+++ AUSGANGSTEXT
# taz.de -- Eskalation in Nahost: Irans Luftnummer
       
       > Das Raketenarsenal des Iran geht langsam zur Neige. Es setzt auf
       > Kamikazedrohnen und unterirdischen Atomanlagen.
       
 (IMG) Bild: Hossein Salami, Chef der iranischen Revolutionsgarden, wurde bei einem der israelischen Angriffe getötet
       
       Zerstörte Wohnblöcke, Dutzende Tote. Die Vergeltungsschläge des Iran am
       Wochenende für die Angriffe Israels auf die militärische Infrastruktur des
       Landes waren erbarmungslos. Eigentlich hatte Israel bereits im vergangenen
       Jahr die iranische Luftabwehr und iranische Waffenarsenale durch gezielte
       Luftschläge stark dezimiert. Dass Iran jetzt dennoch über eine solche
       Schlagkraft verfügte, war daher für manche eine Überraschung. Die
       Gegenschläge wären vermutlich sogar noch viel massiver ausgefallen, wenn
       der Mossad nicht das Regime infiltriert und einiges verhindert hätte.
++++++
ARBEITSAUFTRÄGE:
**a.** Schreiben Sie aus dem Artikel über Irans Vergeltungsschläge den Abschnitt ab, der mit den Worten „(IMG) Bild: Hossein“ einsetzt und mit „einiges verhindert hätte.“ schließt.
**b.** Führen Sie den Artikel über Irans Vergeltungsschläge im Anschluss an seinen letzten Satz weiter.
Die Einträge stammen aus einer anderen Quelle als der Artikel.
+++ DATENSATZEINTRÄGE
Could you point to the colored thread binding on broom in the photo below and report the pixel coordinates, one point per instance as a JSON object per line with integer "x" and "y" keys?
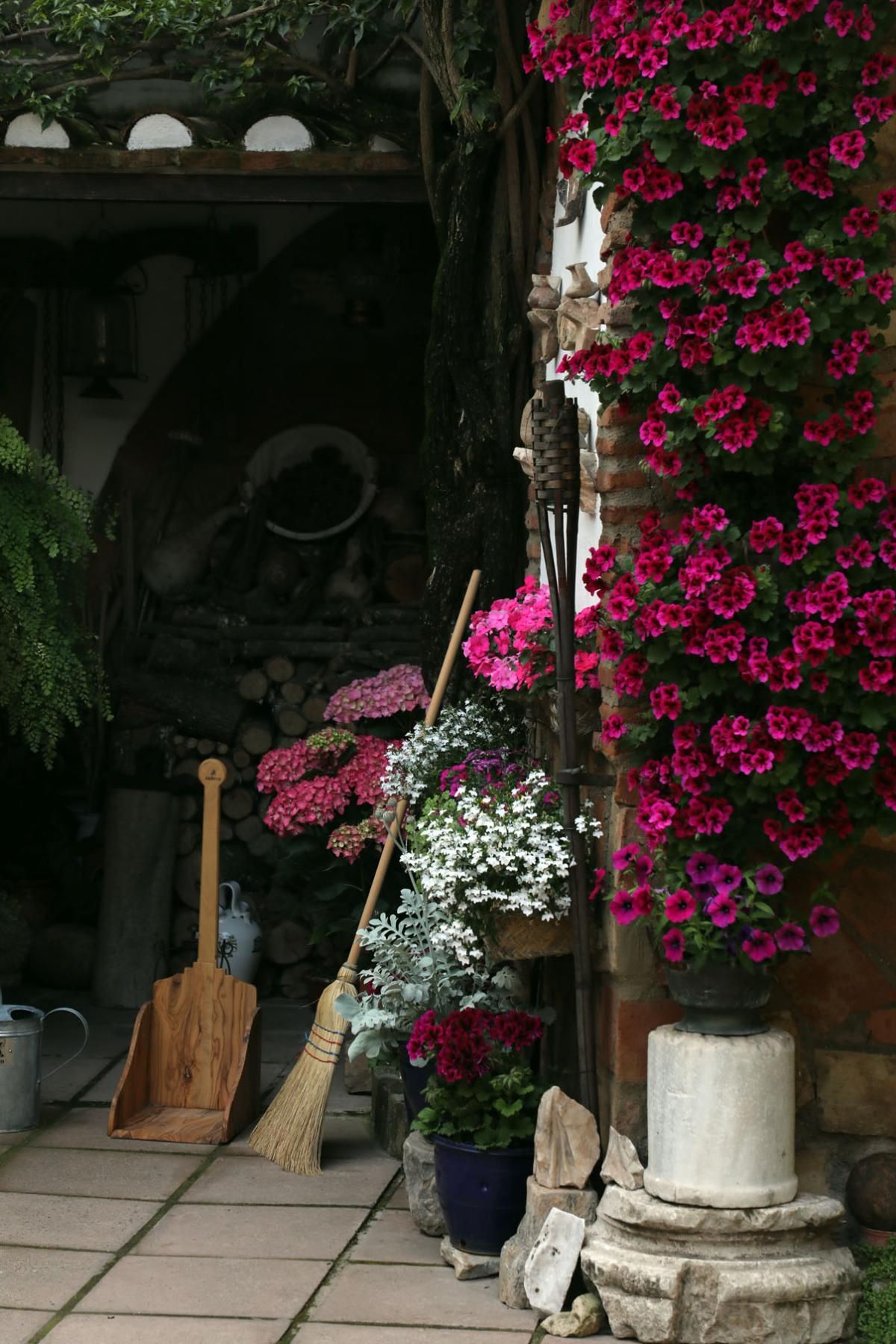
{"x": 328, "y": 1038}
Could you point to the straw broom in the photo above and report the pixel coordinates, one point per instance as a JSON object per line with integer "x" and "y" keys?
{"x": 292, "y": 1129}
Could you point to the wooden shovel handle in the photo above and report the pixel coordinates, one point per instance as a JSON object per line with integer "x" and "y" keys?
{"x": 432, "y": 714}
{"x": 211, "y": 776}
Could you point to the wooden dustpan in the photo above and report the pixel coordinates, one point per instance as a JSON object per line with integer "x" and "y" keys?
{"x": 193, "y": 1068}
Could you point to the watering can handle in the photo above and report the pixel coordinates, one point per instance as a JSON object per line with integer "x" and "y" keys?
{"x": 84, "y": 1023}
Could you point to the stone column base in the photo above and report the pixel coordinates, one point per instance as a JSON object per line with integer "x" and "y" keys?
{"x": 677, "y": 1275}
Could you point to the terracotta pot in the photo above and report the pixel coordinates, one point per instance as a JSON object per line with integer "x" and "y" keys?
{"x": 721, "y": 1001}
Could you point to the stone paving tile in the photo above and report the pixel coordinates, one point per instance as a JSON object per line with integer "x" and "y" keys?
{"x": 314, "y": 1334}
{"x": 45, "y": 1278}
{"x": 47, "y": 1116}
{"x": 60, "y": 1171}
{"x": 415, "y": 1296}
{"x": 393, "y": 1238}
{"x": 193, "y": 1285}
{"x": 75, "y": 1075}
{"x": 18, "y": 1327}
{"x": 399, "y": 1198}
{"x": 163, "y": 1330}
{"x": 262, "y": 1233}
{"x": 80, "y": 1225}
{"x": 250, "y": 1180}
{"x": 85, "y": 1127}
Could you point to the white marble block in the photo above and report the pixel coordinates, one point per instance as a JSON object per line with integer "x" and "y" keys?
{"x": 553, "y": 1261}
{"x": 721, "y": 1119}
{"x": 671, "y": 1275}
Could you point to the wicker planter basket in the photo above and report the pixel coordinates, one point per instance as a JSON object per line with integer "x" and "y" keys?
{"x": 523, "y": 939}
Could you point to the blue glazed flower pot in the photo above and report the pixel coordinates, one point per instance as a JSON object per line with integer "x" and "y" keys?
{"x": 481, "y": 1192}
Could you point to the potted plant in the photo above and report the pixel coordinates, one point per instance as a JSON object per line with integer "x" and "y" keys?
{"x": 491, "y": 847}
{"x": 719, "y": 929}
{"x": 411, "y": 974}
{"x": 481, "y": 1110}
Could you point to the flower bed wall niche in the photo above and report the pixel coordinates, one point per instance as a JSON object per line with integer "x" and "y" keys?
{"x": 747, "y": 638}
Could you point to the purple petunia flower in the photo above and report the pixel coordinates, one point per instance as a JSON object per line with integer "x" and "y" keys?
{"x": 768, "y": 880}
{"x": 625, "y": 856}
{"x": 759, "y": 945}
{"x": 673, "y": 945}
{"x": 702, "y": 867}
{"x": 727, "y": 880}
{"x": 824, "y": 921}
{"x": 790, "y": 937}
{"x": 722, "y": 910}
{"x": 680, "y": 906}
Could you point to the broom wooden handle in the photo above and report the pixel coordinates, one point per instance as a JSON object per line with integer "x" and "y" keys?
{"x": 432, "y": 714}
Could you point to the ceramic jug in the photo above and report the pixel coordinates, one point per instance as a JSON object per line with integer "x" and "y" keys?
{"x": 240, "y": 939}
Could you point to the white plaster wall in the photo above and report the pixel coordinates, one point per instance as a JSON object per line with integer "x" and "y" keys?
{"x": 581, "y": 241}
{"x": 96, "y": 429}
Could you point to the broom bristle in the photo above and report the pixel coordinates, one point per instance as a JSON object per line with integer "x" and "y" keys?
{"x": 292, "y": 1129}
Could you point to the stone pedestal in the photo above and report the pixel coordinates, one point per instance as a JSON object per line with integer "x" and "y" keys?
{"x": 672, "y": 1275}
{"x": 721, "y": 1119}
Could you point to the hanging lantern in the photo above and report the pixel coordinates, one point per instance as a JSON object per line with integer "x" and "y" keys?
{"x": 102, "y": 339}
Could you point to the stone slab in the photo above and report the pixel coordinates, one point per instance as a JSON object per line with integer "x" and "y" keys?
{"x": 85, "y": 1127}
{"x": 467, "y": 1263}
{"x": 539, "y": 1202}
{"x": 356, "y": 1182}
{"x": 363, "y": 1295}
{"x": 722, "y": 1119}
{"x": 74, "y": 1223}
{"x": 267, "y": 1231}
{"x": 314, "y": 1334}
{"x": 418, "y": 1160}
{"x": 672, "y": 1275}
{"x": 391, "y": 1238}
{"x": 164, "y": 1330}
{"x": 553, "y": 1261}
{"x": 122, "y": 1175}
{"x": 45, "y": 1278}
{"x": 193, "y": 1285}
{"x": 19, "y": 1327}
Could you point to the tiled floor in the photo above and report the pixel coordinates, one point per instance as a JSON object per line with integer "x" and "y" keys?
{"x": 109, "y": 1242}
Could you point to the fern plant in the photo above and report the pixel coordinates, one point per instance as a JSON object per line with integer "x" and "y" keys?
{"x": 410, "y": 974}
{"x": 50, "y": 671}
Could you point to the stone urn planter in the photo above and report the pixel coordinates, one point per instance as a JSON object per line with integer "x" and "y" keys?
{"x": 481, "y": 1192}
{"x": 721, "y": 1001}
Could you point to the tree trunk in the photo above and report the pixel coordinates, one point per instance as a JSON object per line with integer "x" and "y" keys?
{"x": 476, "y": 492}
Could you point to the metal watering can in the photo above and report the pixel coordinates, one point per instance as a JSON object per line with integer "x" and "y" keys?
{"x": 20, "y": 1033}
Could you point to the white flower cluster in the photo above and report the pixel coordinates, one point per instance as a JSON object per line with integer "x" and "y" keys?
{"x": 414, "y": 766}
{"x": 476, "y": 858}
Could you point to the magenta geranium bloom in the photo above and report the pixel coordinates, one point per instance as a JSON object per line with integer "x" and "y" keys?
{"x": 768, "y": 880}
{"x": 680, "y": 906}
{"x": 622, "y": 907}
{"x": 702, "y": 867}
{"x": 722, "y": 910}
{"x": 790, "y": 937}
{"x": 824, "y": 921}
{"x": 673, "y": 945}
{"x": 759, "y": 945}
{"x": 727, "y": 878}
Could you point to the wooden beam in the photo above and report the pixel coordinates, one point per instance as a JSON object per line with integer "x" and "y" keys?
{"x": 208, "y": 175}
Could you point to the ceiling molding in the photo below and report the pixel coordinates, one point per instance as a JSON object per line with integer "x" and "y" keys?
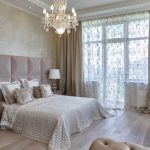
{"x": 24, "y": 10}
{"x": 116, "y": 8}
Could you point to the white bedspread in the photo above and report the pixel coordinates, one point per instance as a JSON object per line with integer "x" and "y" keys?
{"x": 52, "y": 120}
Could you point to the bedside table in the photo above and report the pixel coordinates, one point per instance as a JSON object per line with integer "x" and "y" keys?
{"x": 1, "y": 109}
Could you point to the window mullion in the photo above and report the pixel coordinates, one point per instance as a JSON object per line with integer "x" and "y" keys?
{"x": 126, "y": 52}
{"x": 104, "y": 57}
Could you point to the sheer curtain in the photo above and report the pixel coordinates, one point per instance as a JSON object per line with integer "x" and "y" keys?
{"x": 115, "y": 56}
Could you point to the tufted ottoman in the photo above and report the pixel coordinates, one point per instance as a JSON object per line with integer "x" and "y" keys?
{"x": 108, "y": 144}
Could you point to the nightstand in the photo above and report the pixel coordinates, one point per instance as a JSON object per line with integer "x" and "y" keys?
{"x": 59, "y": 92}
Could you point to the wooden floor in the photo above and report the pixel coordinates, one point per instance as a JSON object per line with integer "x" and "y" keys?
{"x": 128, "y": 126}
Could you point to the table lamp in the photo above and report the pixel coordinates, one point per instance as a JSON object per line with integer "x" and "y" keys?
{"x": 54, "y": 75}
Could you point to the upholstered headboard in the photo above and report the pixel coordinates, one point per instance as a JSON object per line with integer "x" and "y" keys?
{"x": 14, "y": 68}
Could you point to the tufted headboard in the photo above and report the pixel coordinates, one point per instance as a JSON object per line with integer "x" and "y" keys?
{"x": 14, "y": 68}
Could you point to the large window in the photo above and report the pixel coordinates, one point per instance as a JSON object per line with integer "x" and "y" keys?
{"x": 115, "y": 51}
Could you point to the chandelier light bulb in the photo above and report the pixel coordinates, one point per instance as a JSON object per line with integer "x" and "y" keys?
{"x": 47, "y": 14}
{"x": 58, "y": 19}
{"x": 73, "y": 10}
{"x": 44, "y": 11}
{"x": 52, "y": 7}
{"x": 68, "y": 16}
{"x": 60, "y": 30}
{"x": 64, "y": 7}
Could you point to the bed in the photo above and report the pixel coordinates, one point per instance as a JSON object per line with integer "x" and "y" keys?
{"x": 52, "y": 120}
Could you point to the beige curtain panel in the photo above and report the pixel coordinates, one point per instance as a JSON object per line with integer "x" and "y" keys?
{"x": 70, "y": 46}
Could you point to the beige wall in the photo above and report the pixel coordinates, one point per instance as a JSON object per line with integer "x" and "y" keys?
{"x": 22, "y": 34}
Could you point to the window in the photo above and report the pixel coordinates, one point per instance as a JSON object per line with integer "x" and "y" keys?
{"x": 115, "y": 51}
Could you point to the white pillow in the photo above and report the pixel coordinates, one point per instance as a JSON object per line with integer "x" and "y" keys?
{"x": 46, "y": 90}
{"x": 23, "y": 96}
{"x": 8, "y": 91}
{"x": 1, "y": 94}
{"x": 31, "y": 83}
{"x": 23, "y": 82}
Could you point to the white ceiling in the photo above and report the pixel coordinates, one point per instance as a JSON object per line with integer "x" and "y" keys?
++++++
LÖSUNGEN:
**a.**
(IMG) Bild: Hossein Salami, Chef der iranischen Revolutionsgarden, wurde bei einem der israelischen Angriffe getötet
       
       Zerstörte Wohnblöcke, Dutzende Tote. Die Vergeltungsschläge des Iran am
       Wochenende für die Angriffe Israels auf die militärische Infrastruktur des
       Landes waren erbarmungslos. Eigentlich hatte Israel bereits im vergangenen
       Jahr die iranische Luftabwehr und iranische Waffenarsenale durch gezielte
       Luftschläge stark dezimiert. Dass Iran jetzt dennoch über eine solche
       Schlagkraft verfügte, war daher für manche eine Überraschung. Die
       Gegenschläge wären vermutlich sogar noch viel massiver ausgefallen, wenn
       der Mossad nicht das Regime infiltriert und einiges verhindert hätte.

**b.**
       Was in Israel Angst und Schrecken verbreitete, sorgte in den umliegenden
       arabischen Staaten für Schadenfreude. Ein Iraker mit Verbindungen zur
       irakischen Regierung schrieb auf einem Messenger-Dienst: „Seit Jahrzehnten
       trichtern uns Politiker und Medien ein, dass Israel unantastbar sei. Jetzt
       sehen wir, dass auch Israel verwundbar ist. Das allein ist für uns ein
       Grund zum Feiern.“
       
       Wie lange Irans Gegenwehr noch anhält, ist indes fraglich. Die weitaus
       größte Bedrohung für Israel geht aktuell von Irans ballistischen Raketen
       aus. Deren Arsenal ist zwar das größte im gesamten Nahen Osten – ist aber
       doch begrenzt.
       
       Ein Vergleich des Militärs der beiden Länder fällt zahlenmäßig – zumindest
       auf den ersten Blick – zugunsten des Iran aus: Das reguläre iranische Heer
       zählt 600.000 Männer – im Vergleich zu 170.000 aktiven israelischen
       Soldaten.
       
       ## Invasion mit Bodentruppen hat wenig Erfolgsaussicht
       
       Dazu kommen im Iran noch rund 200.000 [1][Revolutionsgardisten, eine
       paramilitärische Truppe], die weit besser ausgestattet ist als das reguläre
       Heer. Den Revolutionsgarden unterstehen außerdem die sogenannten Basidschi,
       eine zumindest in Teilen stark indoktrinierte Freiwilligenmiliz, deren
       genaue Mitgliederzahl nicht bekannt ist, aber in Millionenhöhe gehen
       dürfte. Eine Invasion des Iran durch Bodentruppen hätte daher wenig
       Aussichten auf Erfolg.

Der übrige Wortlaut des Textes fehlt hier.